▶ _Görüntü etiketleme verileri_
__________

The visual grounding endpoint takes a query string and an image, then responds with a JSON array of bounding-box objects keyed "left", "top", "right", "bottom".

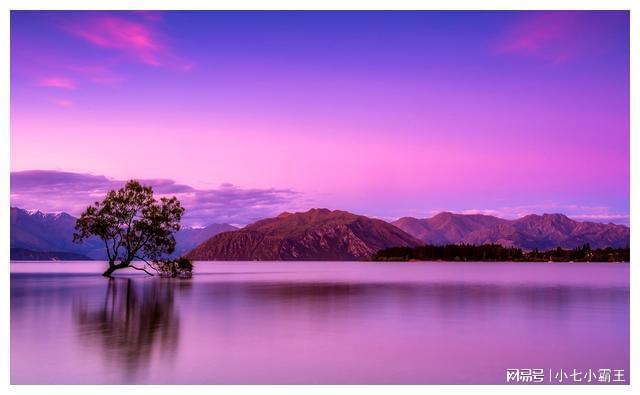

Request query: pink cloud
[
  {"left": 38, "top": 77, "right": 77, "bottom": 90},
  {"left": 66, "top": 16, "right": 168, "bottom": 66},
  {"left": 49, "top": 98, "right": 73, "bottom": 108},
  {"left": 494, "top": 11, "right": 585, "bottom": 62}
]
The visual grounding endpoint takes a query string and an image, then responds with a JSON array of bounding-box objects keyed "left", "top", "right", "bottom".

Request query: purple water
[{"left": 11, "top": 262, "right": 629, "bottom": 384}]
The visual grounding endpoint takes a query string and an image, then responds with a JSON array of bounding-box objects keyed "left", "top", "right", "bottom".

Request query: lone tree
[{"left": 73, "top": 180, "right": 184, "bottom": 277}]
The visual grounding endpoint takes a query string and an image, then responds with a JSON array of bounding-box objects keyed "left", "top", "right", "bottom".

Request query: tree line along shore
[{"left": 372, "top": 244, "right": 630, "bottom": 262}]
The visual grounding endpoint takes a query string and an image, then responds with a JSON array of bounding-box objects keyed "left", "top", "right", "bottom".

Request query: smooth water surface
[{"left": 11, "top": 262, "right": 629, "bottom": 384}]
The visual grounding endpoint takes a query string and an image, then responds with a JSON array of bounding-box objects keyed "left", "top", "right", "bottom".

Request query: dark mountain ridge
[
  {"left": 187, "top": 209, "right": 421, "bottom": 260},
  {"left": 392, "top": 212, "right": 629, "bottom": 250}
]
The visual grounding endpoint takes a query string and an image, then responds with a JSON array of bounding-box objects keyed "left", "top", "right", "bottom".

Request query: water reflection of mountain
[{"left": 74, "top": 279, "right": 190, "bottom": 381}]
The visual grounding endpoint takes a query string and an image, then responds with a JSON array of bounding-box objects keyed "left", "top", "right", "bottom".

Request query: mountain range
[
  {"left": 10, "top": 207, "right": 629, "bottom": 260},
  {"left": 9, "top": 207, "right": 237, "bottom": 260},
  {"left": 187, "top": 209, "right": 422, "bottom": 260},
  {"left": 392, "top": 212, "right": 629, "bottom": 250}
]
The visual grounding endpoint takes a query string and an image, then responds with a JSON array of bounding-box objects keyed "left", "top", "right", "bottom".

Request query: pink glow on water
[{"left": 11, "top": 262, "right": 630, "bottom": 384}]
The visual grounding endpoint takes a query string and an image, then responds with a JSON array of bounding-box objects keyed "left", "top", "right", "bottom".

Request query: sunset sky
[{"left": 11, "top": 11, "right": 629, "bottom": 225}]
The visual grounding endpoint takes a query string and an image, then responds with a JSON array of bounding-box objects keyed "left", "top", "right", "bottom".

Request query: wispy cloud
[
  {"left": 11, "top": 170, "right": 302, "bottom": 226},
  {"left": 49, "top": 98, "right": 73, "bottom": 108},
  {"left": 494, "top": 11, "right": 596, "bottom": 63},
  {"left": 37, "top": 77, "right": 77, "bottom": 90},
  {"left": 63, "top": 12, "right": 192, "bottom": 71}
]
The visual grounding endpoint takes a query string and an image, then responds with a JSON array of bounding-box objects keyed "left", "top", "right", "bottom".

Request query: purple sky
[{"left": 11, "top": 11, "right": 629, "bottom": 225}]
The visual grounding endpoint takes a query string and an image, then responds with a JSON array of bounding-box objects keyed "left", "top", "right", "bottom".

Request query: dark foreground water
[{"left": 11, "top": 262, "right": 629, "bottom": 384}]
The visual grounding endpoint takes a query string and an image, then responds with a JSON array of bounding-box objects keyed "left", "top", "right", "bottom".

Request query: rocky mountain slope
[
  {"left": 187, "top": 209, "right": 421, "bottom": 260},
  {"left": 392, "top": 212, "right": 629, "bottom": 250}
]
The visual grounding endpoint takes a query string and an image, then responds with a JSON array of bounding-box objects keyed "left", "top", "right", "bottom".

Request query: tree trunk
[{"left": 102, "top": 262, "right": 129, "bottom": 277}]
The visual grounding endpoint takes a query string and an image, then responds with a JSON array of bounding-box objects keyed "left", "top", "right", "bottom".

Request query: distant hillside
[
  {"left": 392, "top": 212, "right": 629, "bottom": 250},
  {"left": 187, "top": 209, "right": 421, "bottom": 260},
  {"left": 174, "top": 224, "right": 238, "bottom": 256},
  {"left": 10, "top": 207, "right": 237, "bottom": 260}
]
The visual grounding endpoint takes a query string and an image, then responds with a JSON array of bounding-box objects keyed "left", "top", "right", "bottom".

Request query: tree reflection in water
[{"left": 74, "top": 278, "right": 190, "bottom": 380}]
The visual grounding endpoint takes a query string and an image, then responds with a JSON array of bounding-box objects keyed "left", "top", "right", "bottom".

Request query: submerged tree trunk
[{"left": 102, "top": 262, "right": 129, "bottom": 277}]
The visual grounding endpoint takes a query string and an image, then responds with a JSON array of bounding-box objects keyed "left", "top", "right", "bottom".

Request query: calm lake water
[{"left": 11, "top": 262, "right": 629, "bottom": 384}]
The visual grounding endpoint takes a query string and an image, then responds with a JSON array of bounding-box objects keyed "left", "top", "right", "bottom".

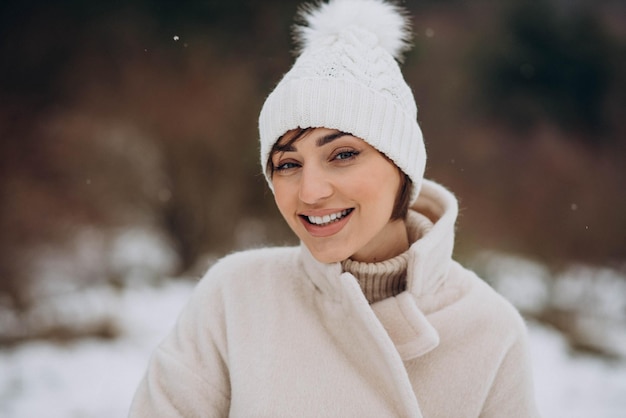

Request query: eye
[
  {"left": 274, "top": 161, "right": 300, "bottom": 172},
  {"left": 333, "top": 150, "right": 359, "bottom": 160}
]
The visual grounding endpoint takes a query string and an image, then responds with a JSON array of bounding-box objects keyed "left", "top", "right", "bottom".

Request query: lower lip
[{"left": 300, "top": 212, "right": 353, "bottom": 238}]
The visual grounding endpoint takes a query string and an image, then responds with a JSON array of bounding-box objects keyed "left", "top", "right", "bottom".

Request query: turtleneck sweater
[{"left": 341, "top": 214, "right": 433, "bottom": 304}]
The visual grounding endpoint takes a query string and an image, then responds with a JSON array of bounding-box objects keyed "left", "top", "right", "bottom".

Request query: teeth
[{"left": 307, "top": 209, "right": 350, "bottom": 225}]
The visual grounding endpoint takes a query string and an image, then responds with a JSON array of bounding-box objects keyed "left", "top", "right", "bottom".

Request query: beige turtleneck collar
[{"left": 341, "top": 215, "right": 432, "bottom": 304}]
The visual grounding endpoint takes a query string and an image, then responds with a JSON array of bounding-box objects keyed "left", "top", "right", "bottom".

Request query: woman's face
[{"left": 271, "top": 128, "right": 408, "bottom": 263}]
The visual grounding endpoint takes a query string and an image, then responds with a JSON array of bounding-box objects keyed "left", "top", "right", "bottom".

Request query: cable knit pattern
[{"left": 259, "top": 0, "right": 426, "bottom": 202}]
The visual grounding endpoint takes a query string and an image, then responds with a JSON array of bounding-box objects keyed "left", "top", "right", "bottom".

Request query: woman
[{"left": 130, "top": 0, "right": 537, "bottom": 418}]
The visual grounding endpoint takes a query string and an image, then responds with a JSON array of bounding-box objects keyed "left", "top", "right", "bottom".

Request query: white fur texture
[{"left": 294, "top": 0, "right": 412, "bottom": 61}]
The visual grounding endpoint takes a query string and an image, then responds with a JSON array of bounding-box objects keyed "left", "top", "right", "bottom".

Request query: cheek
[{"left": 272, "top": 180, "right": 295, "bottom": 220}]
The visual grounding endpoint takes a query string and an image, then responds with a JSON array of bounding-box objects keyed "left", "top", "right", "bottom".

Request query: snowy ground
[{"left": 0, "top": 281, "right": 626, "bottom": 418}]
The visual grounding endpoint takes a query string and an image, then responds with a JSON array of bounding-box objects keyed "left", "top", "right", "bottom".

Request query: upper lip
[{"left": 298, "top": 208, "right": 352, "bottom": 217}]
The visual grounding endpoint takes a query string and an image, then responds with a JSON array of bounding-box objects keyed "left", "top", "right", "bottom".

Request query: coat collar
[{"left": 301, "top": 180, "right": 458, "bottom": 360}]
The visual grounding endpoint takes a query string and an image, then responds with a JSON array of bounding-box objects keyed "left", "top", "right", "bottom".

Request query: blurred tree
[{"left": 478, "top": 0, "right": 617, "bottom": 141}]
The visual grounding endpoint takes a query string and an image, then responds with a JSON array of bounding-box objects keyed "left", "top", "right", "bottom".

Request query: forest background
[{"left": 0, "top": 0, "right": 626, "bottom": 350}]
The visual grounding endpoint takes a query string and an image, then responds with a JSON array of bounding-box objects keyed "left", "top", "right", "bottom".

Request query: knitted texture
[{"left": 259, "top": 0, "right": 426, "bottom": 202}]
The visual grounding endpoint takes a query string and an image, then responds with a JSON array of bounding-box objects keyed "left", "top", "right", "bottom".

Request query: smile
[{"left": 303, "top": 209, "right": 352, "bottom": 226}]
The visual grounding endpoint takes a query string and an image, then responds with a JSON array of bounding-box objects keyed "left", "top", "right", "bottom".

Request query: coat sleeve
[
  {"left": 129, "top": 272, "right": 230, "bottom": 418},
  {"left": 480, "top": 318, "right": 540, "bottom": 418}
]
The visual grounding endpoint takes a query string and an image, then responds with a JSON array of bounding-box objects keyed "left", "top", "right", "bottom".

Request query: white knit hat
[{"left": 259, "top": 0, "right": 426, "bottom": 202}]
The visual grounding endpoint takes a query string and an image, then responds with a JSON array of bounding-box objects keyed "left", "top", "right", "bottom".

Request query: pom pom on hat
[
  {"left": 259, "top": 0, "right": 426, "bottom": 203},
  {"left": 294, "top": 0, "right": 411, "bottom": 62}
]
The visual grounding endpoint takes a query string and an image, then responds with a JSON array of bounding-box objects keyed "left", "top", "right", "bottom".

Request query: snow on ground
[{"left": 0, "top": 281, "right": 626, "bottom": 418}]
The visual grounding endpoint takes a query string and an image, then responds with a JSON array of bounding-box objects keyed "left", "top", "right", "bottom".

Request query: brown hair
[{"left": 265, "top": 128, "right": 413, "bottom": 221}]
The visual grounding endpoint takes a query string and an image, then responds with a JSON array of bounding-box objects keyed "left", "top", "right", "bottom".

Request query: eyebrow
[
  {"left": 315, "top": 132, "right": 350, "bottom": 147},
  {"left": 272, "top": 129, "right": 352, "bottom": 154}
]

__________

▶ _Yazılı Alıştırma_
Yukarıdaki öğelerde "turtleneck" dizgesinin geçtiği bütün satırları seçin ve bunları olduğu gibi aktarın.

▶ _Sonuç_
Request query: turtleneck sweater
Request query: beige turtleneck collar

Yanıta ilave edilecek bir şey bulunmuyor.